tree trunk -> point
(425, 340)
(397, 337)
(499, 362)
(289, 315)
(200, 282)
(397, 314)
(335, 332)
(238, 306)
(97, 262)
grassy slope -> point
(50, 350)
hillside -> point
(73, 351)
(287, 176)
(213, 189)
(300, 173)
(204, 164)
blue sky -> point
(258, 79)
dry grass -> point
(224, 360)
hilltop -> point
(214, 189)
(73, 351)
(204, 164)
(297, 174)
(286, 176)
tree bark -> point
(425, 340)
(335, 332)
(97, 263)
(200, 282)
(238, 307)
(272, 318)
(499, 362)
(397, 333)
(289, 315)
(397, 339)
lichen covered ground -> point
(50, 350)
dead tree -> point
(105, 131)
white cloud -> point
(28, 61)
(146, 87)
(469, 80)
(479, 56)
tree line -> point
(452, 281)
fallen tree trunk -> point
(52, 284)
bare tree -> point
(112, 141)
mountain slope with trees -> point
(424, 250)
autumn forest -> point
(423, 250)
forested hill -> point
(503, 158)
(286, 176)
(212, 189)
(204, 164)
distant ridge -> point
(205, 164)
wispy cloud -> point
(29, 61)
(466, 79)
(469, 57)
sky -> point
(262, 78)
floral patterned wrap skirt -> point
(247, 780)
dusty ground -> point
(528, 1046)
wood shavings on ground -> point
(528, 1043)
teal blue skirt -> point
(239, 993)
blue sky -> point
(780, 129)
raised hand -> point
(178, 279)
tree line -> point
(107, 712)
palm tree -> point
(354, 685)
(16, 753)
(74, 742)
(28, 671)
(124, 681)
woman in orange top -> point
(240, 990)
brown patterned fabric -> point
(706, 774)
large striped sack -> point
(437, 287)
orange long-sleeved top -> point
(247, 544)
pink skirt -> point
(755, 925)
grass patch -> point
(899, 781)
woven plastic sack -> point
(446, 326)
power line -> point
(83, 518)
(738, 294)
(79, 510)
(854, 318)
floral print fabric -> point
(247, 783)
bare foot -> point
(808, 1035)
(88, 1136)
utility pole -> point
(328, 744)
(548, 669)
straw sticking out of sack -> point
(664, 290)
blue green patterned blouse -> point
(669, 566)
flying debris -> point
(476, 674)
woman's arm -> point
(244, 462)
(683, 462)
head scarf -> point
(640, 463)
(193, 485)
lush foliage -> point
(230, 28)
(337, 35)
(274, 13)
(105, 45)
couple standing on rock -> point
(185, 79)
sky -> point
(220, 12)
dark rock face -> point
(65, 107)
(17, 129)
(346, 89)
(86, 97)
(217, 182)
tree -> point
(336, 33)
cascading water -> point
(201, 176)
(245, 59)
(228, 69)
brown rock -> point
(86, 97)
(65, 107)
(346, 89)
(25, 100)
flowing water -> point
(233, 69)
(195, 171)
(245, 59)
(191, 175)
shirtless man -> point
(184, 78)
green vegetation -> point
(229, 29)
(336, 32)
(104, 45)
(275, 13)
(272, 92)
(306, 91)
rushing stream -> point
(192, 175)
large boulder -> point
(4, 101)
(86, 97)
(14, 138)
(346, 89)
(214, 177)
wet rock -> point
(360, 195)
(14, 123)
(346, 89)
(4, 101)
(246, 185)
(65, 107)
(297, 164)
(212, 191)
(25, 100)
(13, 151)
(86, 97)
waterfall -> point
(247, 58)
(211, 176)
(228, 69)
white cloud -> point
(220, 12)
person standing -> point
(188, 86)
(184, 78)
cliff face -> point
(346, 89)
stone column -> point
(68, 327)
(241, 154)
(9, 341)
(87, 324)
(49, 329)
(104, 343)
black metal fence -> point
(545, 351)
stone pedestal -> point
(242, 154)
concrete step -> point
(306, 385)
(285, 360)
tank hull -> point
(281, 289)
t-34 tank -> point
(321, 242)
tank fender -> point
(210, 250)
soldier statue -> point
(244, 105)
★ ★ ★
- AIM OF THE EXERCISE -
Return precisely the lines of the records, starting with the line that holds "dark rock face -> point" and ending with the last one.

- FULL ANSWER -
dark rock face -> point
(65, 107)
(17, 129)
(346, 89)
(86, 97)
(217, 182)
tree -> point
(336, 33)
cascading water -> point
(201, 176)
(245, 59)
(228, 69)
brown rock -> point
(86, 97)
(65, 107)
(346, 89)
(25, 100)
flowing water -> point
(233, 69)
(195, 171)
(245, 59)
(191, 175)
shirtless man -> point
(184, 78)
green vegetation -> point
(229, 29)
(336, 32)
(104, 45)
(275, 13)
(272, 92)
(306, 91)
rushing stream -> point
(192, 175)
large boulder -> point
(4, 101)
(86, 97)
(14, 138)
(346, 89)
(214, 177)
wet rock -> point
(360, 195)
(14, 123)
(346, 89)
(4, 101)
(246, 185)
(65, 107)
(297, 164)
(212, 191)
(25, 100)
(13, 151)
(86, 97)
waterfall -> point
(247, 58)
(211, 176)
(228, 69)
white cloud -> point
(220, 12)
person standing -> point
(188, 86)
(184, 78)
cliff face -> point
(346, 89)
stone column -> point
(68, 327)
(241, 154)
(9, 341)
(87, 324)
(49, 329)
(104, 343)
black metal fence -> point
(545, 351)
stone pedestal -> point
(242, 154)
concrete step -> point
(306, 385)
(285, 360)
tank hull -> point
(281, 289)
t-34 tank -> point
(321, 242)
tank fender -> point
(210, 250)
soldier statue -> point
(244, 105)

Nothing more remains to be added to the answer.